***** Provided entries *****

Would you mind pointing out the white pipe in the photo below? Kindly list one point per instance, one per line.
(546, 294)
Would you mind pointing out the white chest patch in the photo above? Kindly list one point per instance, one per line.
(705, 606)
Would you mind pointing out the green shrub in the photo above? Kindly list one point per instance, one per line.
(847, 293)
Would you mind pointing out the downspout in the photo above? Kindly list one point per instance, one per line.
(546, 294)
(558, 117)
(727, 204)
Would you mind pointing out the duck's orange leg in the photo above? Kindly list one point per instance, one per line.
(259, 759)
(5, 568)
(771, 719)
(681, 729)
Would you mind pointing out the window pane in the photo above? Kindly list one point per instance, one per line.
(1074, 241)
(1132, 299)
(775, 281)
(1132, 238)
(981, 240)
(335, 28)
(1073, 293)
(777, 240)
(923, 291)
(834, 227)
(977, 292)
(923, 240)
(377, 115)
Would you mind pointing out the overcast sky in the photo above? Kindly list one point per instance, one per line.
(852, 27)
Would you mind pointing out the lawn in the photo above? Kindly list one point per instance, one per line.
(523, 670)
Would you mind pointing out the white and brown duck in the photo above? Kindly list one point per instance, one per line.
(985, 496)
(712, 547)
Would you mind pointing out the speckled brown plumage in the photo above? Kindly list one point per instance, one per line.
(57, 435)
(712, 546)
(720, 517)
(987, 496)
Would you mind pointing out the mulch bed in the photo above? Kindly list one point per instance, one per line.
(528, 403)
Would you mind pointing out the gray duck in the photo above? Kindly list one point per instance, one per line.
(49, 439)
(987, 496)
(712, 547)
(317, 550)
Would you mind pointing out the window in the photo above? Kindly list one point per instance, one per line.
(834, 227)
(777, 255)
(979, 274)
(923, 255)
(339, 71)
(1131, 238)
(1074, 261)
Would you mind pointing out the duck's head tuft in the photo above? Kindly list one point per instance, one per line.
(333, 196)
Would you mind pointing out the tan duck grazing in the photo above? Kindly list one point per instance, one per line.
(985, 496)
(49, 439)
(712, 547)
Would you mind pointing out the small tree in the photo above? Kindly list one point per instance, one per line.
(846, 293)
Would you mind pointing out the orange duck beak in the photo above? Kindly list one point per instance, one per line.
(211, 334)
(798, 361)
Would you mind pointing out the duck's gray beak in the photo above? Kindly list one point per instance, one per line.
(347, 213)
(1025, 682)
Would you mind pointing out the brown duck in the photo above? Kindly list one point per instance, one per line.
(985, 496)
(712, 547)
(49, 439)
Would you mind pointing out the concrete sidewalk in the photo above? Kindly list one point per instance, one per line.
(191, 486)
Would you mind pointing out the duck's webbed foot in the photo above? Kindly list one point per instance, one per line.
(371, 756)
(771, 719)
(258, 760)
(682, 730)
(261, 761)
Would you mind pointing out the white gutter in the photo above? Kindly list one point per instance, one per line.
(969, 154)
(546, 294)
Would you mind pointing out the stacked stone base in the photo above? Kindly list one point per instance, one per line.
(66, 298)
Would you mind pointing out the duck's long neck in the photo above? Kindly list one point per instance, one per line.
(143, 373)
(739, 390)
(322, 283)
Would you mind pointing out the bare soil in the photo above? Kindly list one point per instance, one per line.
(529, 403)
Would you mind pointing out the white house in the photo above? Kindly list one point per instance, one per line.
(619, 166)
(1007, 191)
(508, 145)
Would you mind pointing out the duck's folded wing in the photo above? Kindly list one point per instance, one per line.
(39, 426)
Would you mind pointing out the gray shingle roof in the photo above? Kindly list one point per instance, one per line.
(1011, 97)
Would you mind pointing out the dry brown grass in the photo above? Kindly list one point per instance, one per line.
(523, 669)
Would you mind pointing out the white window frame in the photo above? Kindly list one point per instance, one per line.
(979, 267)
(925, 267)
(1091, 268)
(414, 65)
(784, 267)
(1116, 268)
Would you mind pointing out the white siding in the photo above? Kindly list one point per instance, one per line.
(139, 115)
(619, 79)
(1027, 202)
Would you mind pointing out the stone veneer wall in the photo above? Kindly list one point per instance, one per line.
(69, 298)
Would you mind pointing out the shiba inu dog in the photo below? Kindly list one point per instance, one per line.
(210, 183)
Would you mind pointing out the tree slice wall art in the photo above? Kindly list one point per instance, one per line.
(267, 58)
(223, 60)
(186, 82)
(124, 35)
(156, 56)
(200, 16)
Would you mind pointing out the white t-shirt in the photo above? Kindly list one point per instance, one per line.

*****

| What you need to do |
Type out the full listing again, exactly as given.

| Task response |
Would you mind pointing out the white pipe in the photo below? Kindly list one point per instance, one per line.
(546, 294)
Would you mind pointing out the white chest patch in the photo above? Kindly list one point per instance, one per line.
(705, 606)
Would you mind pointing out the green shrub in the photo above? Kindly list one point per instance, one per line.
(847, 293)
Would you mind pointing out the downspout in the photo above? Kindly list one point per instance, one per line.
(546, 294)
(558, 117)
(727, 204)
Would you mind pointing out the duck's orange leg in the photo above? Kindly list one point per instance, one per line.
(259, 759)
(5, 568)
(771, 719)
(681, 729)
Would you mind pointing out the window pane in the photo above? Kindly list one point per instance, one per line.
(1074, 241)
(1132, 299)
(775, 281)
(1132, 238)
(981, 240)
(335, 28)
(1073, 293)
(777, 240)
(923, 291)
(834, 227)
(977, 292)
(923, 240)
(377, 115)
Would you mind pointing out the overcast sky in the photo above? Kindly list one point per instance, one per line.
(852, 27)
Would you mind pointing out the lawn in the photo above? Kindly list one point per instance, one per line.
(523, 670)
Would you mind pointing out the white and brown duck in the photo above? Kindly list one point per instance, one per line.
(985, 496)
(712, 547)
Would you mind pointing out the speckled brown plumage in the photo above? Kindly list one point per instance, one per line.
(57, 435)
(712, 546)
(720, 517)
(987, 496)
Would you mind pointing out the mulch bed in the photo above? Kindly list one point per instance, one per line.
(528, 403)
Would you mind pointing out the gray duck in the photo above? Kindly list one point per instance, one per line.
(49, 439)
(987, 496)
(712, 547)
(317, 550)
Would you mind pointing out the window in the photo above? Kindly list one point per instance, one per line.
(834, 227)
(777, 255)
(979, 274)
(923, 255)
(339, 71)
(1131, 238)
(1074, 261)
Would you mind pointing out the duck's head tuft in the photo above? Kindly list one point per instance, one per line.
(333, 196)
Would you mind pointing out the tan duck grazing in the photo above? Kindly list one point per instance, one per line.
(985, 496)
(49, 439)
(712, 547)
Would you mind pointing out the small tree in the photo above? Kindly list one point per instance, one per line.
(846, 293)
Would you mind pointing out the orange duck beak in the photo above? Kindly list one point per instance, one per line.
(211, 334)
(798, 361)
Would you mind pointing out the duck's gray beak in the photo above? Kindly list one point per instance, one per line.
(347, 213)
(1025, 682)
Would you mind pointing out the brown duck in the photo above? Kindly list one point per instance, one per line.
(985, 496)
(712, 547)
(49, 439)
Would you mind pointing out the concrete sidewalk in the photo above? Kindly list one point per instance, one per line.
(191, 486)
Would you mind pointing out the duck's webbed foot in the photo above? Kindly list one point per instance, one per line.
(371, 756)
(771, 719)
(258, 760)
(682, 730)
(261, 761)
Would you mind pointing out the white gutter in the photo above? Kindly list one point per instance, one per line.
(969, 154)
(546, 294)
Would you mind pointing out the stacked stone base in the photo above? Kindly list one point per instance, one per line.
(66, 298)
Would you mind pointing out the duck's long neck in the photo above? Kindly list one point per instance, one per line.
(143, 373)
(739, 390)
(322, 283)
Would you mind pointing out the bare soil in the photo above? Kindly list one point per instance, one per line.
(529, 403)
Would you mind pointing out the white house in the photo above? Kindly list one point per instance, one per line.
(619, 166)
(1007, 191)
(508, 145)
Would you mind pointing out the duck's folded wing in the photo above? Kindly list one point per instance, one per line.
(39, 426)
Would you mind pointing out the gray shingle roof in the photo above? Kindly list one point per instance, one per line.
(1011, 97)
Would you mind pointing out the dry brown grass in the photo above? Kindly list one point per instance, one per line.
(523, 669)
Would you mind pointing out the white window frame in the photo above? Kindly list one point per instance, one per line.
(979, 267)
(925, 267)
(1091, 268)
(414, 65)
(784, 267)
(1116, 268)
Would you mind pointing out the white siding in the photo above? Kindly list one point per instance, one per line.
(139, 115)
(619, 79)
(1027, 202)
Would you mind pointing out the stone veneer wall in the photo above? Kindly list one point per instance, one per line.
(69, 298)
Would you mind pointing out the shiba inu dog in the photo below? Kindly list one point per instance, one per line.
(210, 183)
Would you mind pointing out the tree slice wall art in the photo above? Kindly list one point per instance, one per line.
(267, 58)
(223, 60)
(186, 82)
(124, 35)
(156, 56)
(200, 16)
Would you mind pointing out the white t-shirt in the photo above? Kindly list one point per instance, one per line.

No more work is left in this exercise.